Sure, Iowa just eked out a victory over visiting Ball State, 17-13. But how much do we really know? What was really important about beating the Cardinals? What does it all mean, Basil? The Takeaway has the answer.

This is where we did the winning!
This is where we did the winning!
Matthew Holst

The little things. This is a well-worn refrain from Mr. Vint, but I can't think of a game in the last five years that laid it so plainly clear: Kirk Ferentz's conservative, field-position-heavy coaching on both sides of the ball turns Iowa football games into competitions of details—and Iowa has stopped performing those little things better than its opponents.

Well, except on defense, anyway. More on that in a second.

An unforced error—Jonathan Parker's horrific fumble on a jet sweep thing—led to Ball State's only touchdown of the afternoon. An unforced error—Jonathan Parker's less-horrific-but-still-inopportune fumble on a kickoff return—led to Ball State's second field goal of the day, which put the Cardinals up by 10 midway through the third quarter. Iowa missed three field goals—none of which were even 40 yards long.

Ball State wasn't mistake-free, of course; its only turnover didn't come until its final play from scrimmage, but it was literally a game-killer. The Cardinals missed a field goal of their own too. But if you add up the points left off the board or given out off turnovers, Ball State was +16 on the day—a tough gap for any team to overcome.

If Iowa goes -16 against anyone on its Big Ten schedule, it's almost certainly going to lose. The talent disparity won't be there to bail Iowa out against its peers in recruiting, and even bottom-feeders like Illinois, Purdue and Indiana have quarterbacks who are capable of punishing a still-green Iowa back seven better than Ozzie Effin' Football did.

Or, to put it all more bluntly: that kind of game won't beat anybody in the Big Ten. Either Iowa gets better or Iowa goes 0-8. That's your main takeaway.

About Rudock. A career high in yards (322, his first career game over the 300 mark) is good. Throwing 52 passes and zero picks is good. A game-winning comeback is, obviously, really good. So let's be clear that we're not talking about Vandenbergian meltdown here, and if those little things mentioned above (almost wholly out of Rudock's control) had been taken care of, it would have been a drastically less stressful game for Rudock and everyone else involved. On the "HE LOST US THE DANG GAME" culpability list, Rudock was never going to be #1.

However.

Jake Rudock's day still wasn't very good. Going into the fourth quarter, his numbers were 18/27 for 188 yards and no touchdowns. Even after the comeback, his QB rating on the day was a pedestrian 128.2, the result of a low TD percentage and a stubborn unwillingness to throw downfield. His QB efficiency rating ranks 60th on the year (and eighth among qualified Big Ten QBs), which is rather frightening for someone who hasn't thrown an interception in 93 attempts. And that's after facing an FCS and MAC team. It's nothing but BCS-conference (even if by technicality only) opponents from here on out.

■ What to work on:
1. Decide whether each statement below agrees with the game recap. Answer yes or no for each, quoting the words of the recap that settle it.
(a) Iowa missed three field goals, and none of them was 40 yards or longer.
(b) Rudock threw an interception during the game against Ball State.
(c) Ball State's only turnover came on its last play from scrimmage.
2. According to the game recap, why was Rudock's quarterback rating against Ball State only 128.2, even after the comeback?
3. Copy everything in the game recap from "Or, to put it" down to "your main takeaway.".

■ Entries shown:
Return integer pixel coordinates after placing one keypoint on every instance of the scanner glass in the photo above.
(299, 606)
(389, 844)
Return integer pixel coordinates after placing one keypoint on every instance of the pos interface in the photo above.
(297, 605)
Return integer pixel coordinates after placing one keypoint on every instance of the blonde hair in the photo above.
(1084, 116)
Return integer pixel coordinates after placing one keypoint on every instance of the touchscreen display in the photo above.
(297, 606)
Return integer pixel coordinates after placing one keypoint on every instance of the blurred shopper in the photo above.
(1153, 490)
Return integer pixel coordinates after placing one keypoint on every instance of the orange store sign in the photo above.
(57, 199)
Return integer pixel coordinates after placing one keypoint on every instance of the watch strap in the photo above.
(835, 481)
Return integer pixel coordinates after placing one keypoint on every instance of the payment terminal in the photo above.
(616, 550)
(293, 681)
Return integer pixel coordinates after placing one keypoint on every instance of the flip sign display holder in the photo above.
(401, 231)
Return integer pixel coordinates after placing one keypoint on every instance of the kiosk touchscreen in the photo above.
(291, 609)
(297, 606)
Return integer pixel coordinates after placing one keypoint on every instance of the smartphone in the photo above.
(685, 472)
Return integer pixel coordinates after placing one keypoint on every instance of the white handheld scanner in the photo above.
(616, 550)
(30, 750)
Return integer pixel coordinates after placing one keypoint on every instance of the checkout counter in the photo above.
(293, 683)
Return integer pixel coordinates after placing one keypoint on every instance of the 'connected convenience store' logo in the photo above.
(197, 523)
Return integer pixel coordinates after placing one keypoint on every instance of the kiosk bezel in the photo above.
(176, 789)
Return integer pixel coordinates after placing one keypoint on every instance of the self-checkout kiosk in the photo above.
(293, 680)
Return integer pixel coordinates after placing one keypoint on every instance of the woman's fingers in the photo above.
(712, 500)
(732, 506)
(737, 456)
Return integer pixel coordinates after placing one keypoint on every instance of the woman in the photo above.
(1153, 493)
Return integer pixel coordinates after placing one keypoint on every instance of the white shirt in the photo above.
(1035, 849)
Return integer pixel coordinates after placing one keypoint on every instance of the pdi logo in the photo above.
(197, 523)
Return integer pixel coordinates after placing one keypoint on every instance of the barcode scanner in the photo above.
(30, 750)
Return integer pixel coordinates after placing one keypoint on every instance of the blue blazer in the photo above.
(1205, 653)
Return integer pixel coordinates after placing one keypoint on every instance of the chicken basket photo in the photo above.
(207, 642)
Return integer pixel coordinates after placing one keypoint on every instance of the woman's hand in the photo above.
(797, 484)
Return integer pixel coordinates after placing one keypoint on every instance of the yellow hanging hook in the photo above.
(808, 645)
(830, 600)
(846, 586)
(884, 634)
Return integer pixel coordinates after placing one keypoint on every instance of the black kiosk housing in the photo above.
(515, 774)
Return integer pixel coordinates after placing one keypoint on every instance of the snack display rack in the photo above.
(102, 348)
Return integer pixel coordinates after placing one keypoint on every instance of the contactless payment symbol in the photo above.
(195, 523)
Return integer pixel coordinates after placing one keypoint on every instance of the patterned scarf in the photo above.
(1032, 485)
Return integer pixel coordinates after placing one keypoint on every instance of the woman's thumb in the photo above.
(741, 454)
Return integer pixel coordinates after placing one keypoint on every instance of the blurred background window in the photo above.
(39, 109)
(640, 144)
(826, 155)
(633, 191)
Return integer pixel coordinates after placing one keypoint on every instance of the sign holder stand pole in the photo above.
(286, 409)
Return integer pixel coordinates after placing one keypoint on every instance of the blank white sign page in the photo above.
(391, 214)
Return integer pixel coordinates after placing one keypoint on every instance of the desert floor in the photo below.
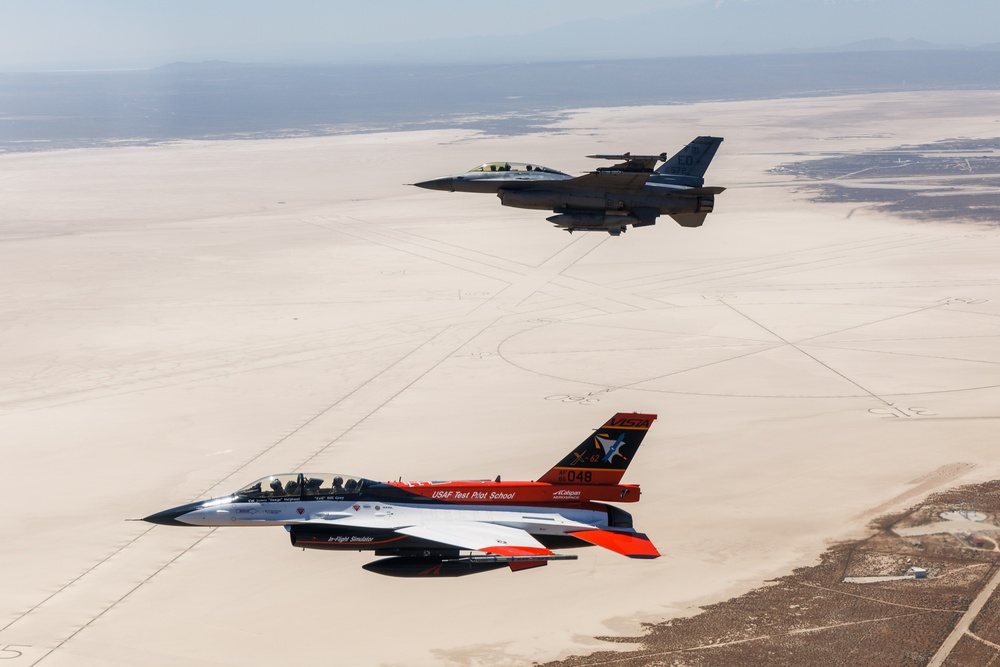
(177, 321)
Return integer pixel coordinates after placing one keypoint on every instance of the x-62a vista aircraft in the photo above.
(609, 199)
(450, 529)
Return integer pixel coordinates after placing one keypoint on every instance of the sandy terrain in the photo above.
(177, 321)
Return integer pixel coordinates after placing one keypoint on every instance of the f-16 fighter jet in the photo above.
(608, 199)
(450, 529)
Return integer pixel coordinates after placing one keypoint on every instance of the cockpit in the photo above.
(515, 166)
(299, 485)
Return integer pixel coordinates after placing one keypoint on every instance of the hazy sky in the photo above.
(39, 34)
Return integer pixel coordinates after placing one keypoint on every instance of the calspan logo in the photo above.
(610, 446)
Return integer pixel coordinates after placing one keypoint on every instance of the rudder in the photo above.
(689, 165)
(604, 456)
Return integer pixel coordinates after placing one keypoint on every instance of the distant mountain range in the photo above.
(887, 44)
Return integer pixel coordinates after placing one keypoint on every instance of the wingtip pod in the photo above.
(603, 457)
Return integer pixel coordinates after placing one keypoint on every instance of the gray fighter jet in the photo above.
(608, 199)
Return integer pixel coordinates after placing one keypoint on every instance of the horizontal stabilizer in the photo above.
(689, 219)
(699, 192)
(633, 545)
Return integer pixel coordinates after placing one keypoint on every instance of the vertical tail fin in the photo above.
(603, 457)
(689, 165)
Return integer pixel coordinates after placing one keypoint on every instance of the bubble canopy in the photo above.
(515, 166)
(299, 484)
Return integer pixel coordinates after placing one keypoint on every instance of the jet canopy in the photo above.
(515, 166)
(299, 484)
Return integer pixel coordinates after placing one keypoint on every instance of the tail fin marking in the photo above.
(603, 457)
(689, 165)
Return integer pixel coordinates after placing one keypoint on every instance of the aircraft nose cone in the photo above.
(436, 184)
(169, 517)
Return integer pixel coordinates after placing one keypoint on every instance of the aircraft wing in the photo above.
(608, 180)
(486, 537)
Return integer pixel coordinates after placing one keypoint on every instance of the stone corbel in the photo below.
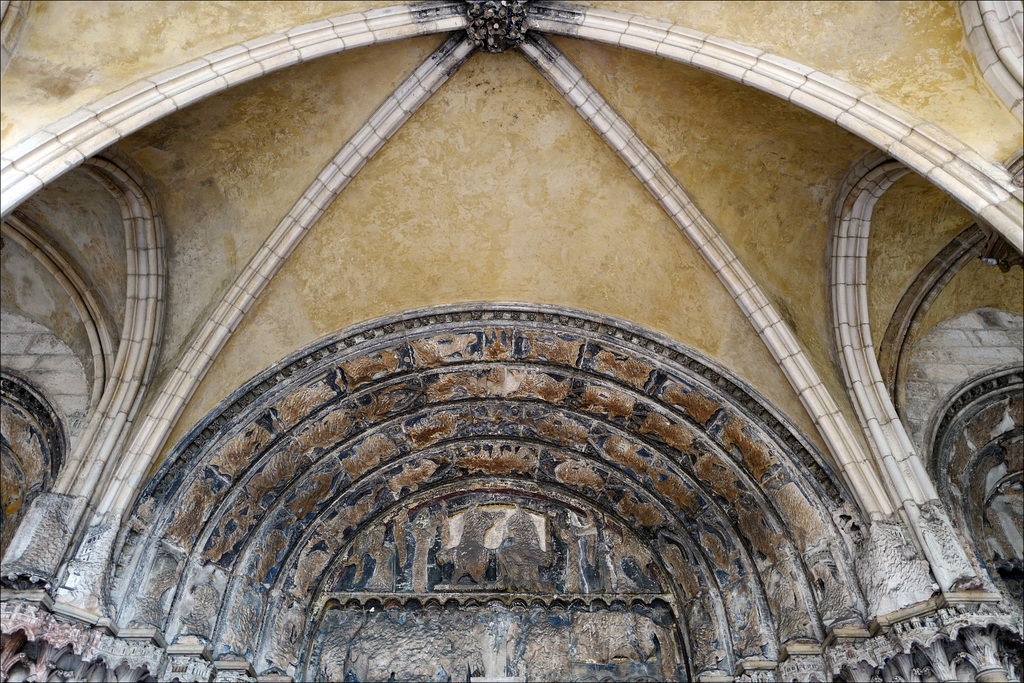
(34, 556)
(188, 664)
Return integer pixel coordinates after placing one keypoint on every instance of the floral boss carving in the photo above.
(496, 26)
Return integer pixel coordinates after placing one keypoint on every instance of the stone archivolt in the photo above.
(524, 467)
(523, 464)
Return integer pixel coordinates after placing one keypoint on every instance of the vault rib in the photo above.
(854, 465)
(381, 125)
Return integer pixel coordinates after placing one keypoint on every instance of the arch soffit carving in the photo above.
(298, 388)
(983, 188)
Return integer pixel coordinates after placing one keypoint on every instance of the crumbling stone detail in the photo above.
(496, 26)
(962, 642)
(33, 558)
(39, 645)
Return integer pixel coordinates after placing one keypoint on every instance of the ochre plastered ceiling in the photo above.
(764, 172)
(346, 251)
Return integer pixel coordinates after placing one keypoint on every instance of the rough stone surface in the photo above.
(952, 352)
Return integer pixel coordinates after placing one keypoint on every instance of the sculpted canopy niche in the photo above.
(498, 488)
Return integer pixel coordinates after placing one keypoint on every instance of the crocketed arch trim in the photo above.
(698, 452)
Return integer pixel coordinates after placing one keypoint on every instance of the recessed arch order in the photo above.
(259, 511)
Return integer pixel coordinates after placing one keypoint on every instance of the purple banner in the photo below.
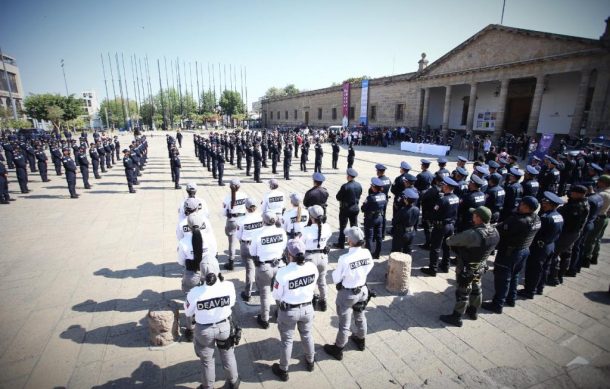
(544, 145)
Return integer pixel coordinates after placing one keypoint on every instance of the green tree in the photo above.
(231, 103)
(208, 102)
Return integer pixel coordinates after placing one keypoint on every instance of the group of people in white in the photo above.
(285, 253)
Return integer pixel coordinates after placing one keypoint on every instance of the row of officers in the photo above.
(68, 158)
(285, 253)
(250, 153)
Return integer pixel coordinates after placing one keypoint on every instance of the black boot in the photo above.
(358, 341)
(277, 370)
(334, 351)
(454, 319)
(471, 312)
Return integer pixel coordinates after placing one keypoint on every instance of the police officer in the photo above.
(95, 160)
(335, 155)
(257, 157)
(444, 216)
(543, 246)
(129, 170)
(21, 170)
(41, 158)
(494, 197)
(196, 253)
(266, 249)
(513, 250)
(318, 195)
(70, 168)
(287, 160)
(575, 213)
(405, 221)
(474, 198)
(316, 238)
(513, 193)
(233, 209)
(348, 197)
(351, 155)
(247, 227)
(293, 289)
(83, 164)
(373, 208)
(319, 153)
(296, 218)
(211, 305)
(353, 294)
(473, 247)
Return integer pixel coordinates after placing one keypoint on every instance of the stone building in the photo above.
(502, 79)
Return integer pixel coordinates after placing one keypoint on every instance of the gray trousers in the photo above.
(190, 279)
(345, 300)
(249, 264)
(230, 230)
(287, 321)
(321, 262)
(205, 343)
(265, 273)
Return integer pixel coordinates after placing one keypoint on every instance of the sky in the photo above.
(309, 43)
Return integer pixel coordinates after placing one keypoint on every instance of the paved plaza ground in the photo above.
(77, 278)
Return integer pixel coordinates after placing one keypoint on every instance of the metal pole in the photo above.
(10, 89)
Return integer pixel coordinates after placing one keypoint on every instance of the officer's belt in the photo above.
(290, 306)
(213, 324)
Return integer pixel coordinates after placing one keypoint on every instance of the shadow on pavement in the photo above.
(148, 269)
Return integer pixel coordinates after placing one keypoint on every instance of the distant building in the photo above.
(92, 106)
(14, 80)
(501, 80)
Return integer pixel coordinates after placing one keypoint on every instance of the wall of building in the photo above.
(558, 103)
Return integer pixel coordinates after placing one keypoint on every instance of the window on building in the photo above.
(465, 105)
(399, 115)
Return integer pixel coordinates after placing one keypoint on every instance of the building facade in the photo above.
(502, 79)
(10, 84)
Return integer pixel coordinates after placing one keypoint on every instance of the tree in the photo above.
(231, 103)
(54, 108)
(208, 102)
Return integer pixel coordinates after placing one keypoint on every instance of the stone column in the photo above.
(532, 124)
(501, 108)
(472, 101)
(424, 118)
(447, 108)
(581, 99)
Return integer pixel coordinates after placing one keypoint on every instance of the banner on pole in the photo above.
(364, 103)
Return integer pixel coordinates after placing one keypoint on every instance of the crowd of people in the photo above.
(466, 216)
(23, 153)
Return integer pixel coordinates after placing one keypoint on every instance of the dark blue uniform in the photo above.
(541, 252)
(373, 221)
(443, 219)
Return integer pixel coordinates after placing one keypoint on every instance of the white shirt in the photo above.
(290, 220)
(240, 203)
(310, 236)
(249, 225)
(295, 284)
(182, 229)
(353, 267)
(204, 208)
(209, 263)
(210, 304)
(274, 201)
(269, 243)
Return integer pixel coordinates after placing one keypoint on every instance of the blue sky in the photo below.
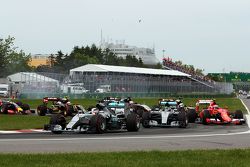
(210, 34)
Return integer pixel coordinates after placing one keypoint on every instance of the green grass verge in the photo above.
(15, 122)
(8, 122)
(204, 158)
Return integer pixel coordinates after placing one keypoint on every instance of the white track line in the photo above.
(248, 113)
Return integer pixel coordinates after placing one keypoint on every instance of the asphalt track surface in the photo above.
(196, 136)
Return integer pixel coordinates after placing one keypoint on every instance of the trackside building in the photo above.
(132, 79)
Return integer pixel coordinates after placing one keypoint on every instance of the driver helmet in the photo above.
(100, 106)
(216, 107)
(181, 105)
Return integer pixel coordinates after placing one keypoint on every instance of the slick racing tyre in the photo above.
(183, 121)
(58, 119)
(238, 114)
(133, 122)
(145, 120)
(192, 115)
(98, 122)
(206, 115)
(42, 110)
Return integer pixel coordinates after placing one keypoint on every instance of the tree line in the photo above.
(79, 56)
(13, 61)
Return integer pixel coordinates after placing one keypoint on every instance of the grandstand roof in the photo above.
(30, 77)
(123, 69)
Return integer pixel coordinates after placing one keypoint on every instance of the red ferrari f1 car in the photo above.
(208, 112)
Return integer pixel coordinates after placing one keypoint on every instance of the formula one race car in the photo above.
(59, 106)
(169, 114)
(99, 120)
(10, 107)
(207, 112)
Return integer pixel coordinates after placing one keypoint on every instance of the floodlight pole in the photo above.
(163, 53)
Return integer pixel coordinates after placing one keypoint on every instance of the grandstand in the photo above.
(132, 79)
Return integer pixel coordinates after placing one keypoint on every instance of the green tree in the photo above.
(11, 60)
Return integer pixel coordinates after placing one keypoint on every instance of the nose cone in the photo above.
(225, 117)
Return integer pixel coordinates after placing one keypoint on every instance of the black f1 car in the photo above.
(99, 120)
(169, 114)
(10, 107)
(59, 106)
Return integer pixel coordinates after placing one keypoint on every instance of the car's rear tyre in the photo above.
(238, 114)
(133, 122)
(192, 115)
(58, 119)
(206, 115)
(98, 122)
(145, 120)
(183, 120)
(42, 110)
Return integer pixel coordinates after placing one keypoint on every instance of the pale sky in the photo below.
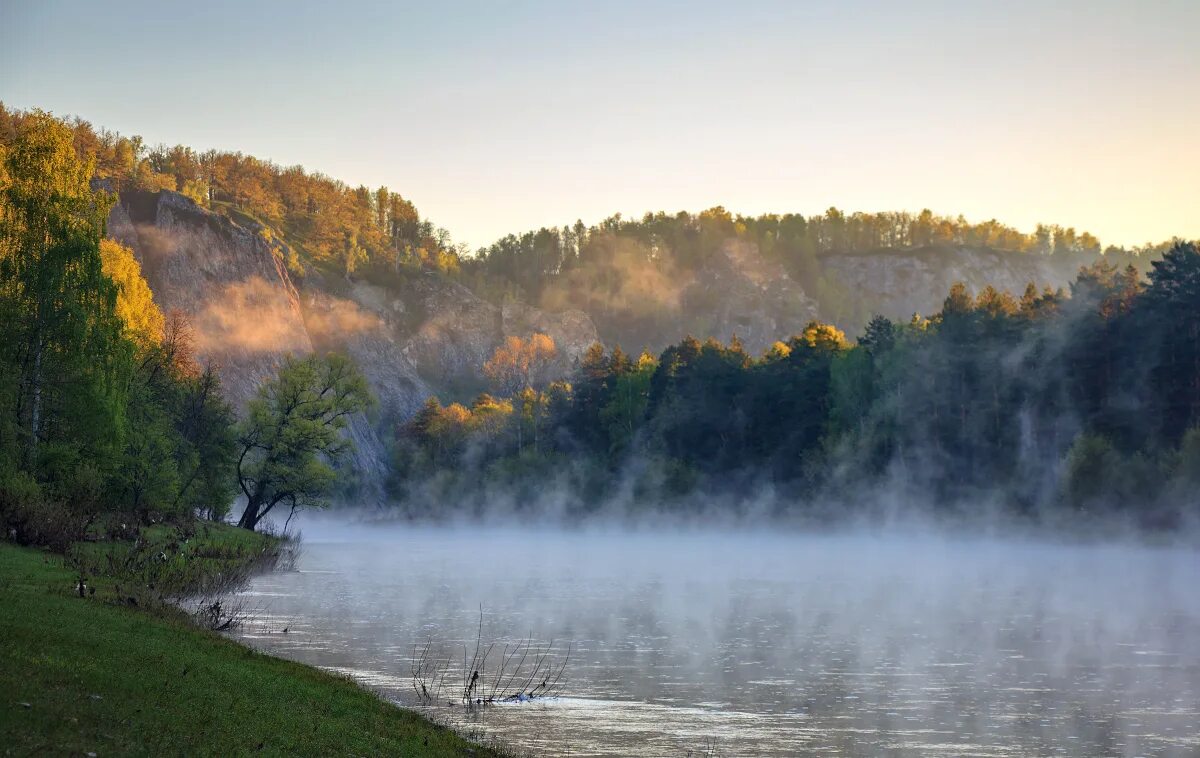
(504, 116)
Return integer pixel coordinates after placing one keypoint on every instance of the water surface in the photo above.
(763, 643)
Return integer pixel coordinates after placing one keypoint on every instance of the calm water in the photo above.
(762, 644)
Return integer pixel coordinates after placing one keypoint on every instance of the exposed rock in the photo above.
(430, 336)
(739, 293)
(899, 283)
(227, 278)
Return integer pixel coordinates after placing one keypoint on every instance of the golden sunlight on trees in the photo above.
(823, 336)
(135, 302)
(519, 364)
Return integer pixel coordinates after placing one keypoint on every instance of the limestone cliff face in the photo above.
(431, 336)
(899, 283)
(741, 293)
(228, 280)
(457, 331)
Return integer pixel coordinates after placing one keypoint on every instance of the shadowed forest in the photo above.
(1081, 401)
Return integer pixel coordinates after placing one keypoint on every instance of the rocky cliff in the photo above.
(741, 294)
(429, 336)
(898, 283)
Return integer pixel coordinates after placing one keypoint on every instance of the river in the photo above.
(765, 643)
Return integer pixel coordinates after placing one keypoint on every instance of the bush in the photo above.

■ Answers to the tasks:
1.
(a) Yes: "Iowa missed three field goals—none of which were even 40 yards long."
(b) No: "Throwing 52 passes and zero picks is good."
(c) Yes: "its only turnover didn't come until its final play from scrimmage"

2. The recap attributes the 128.2 rating to a low touchdown percentage and a stubborn unwillingness to throw downfield.

3.
Or, to put it all more bluntly: that kind of game won't beat anybody in the Big Ten. Either Iowa gets better or Iowa goes 0-8. That's your main takeaway.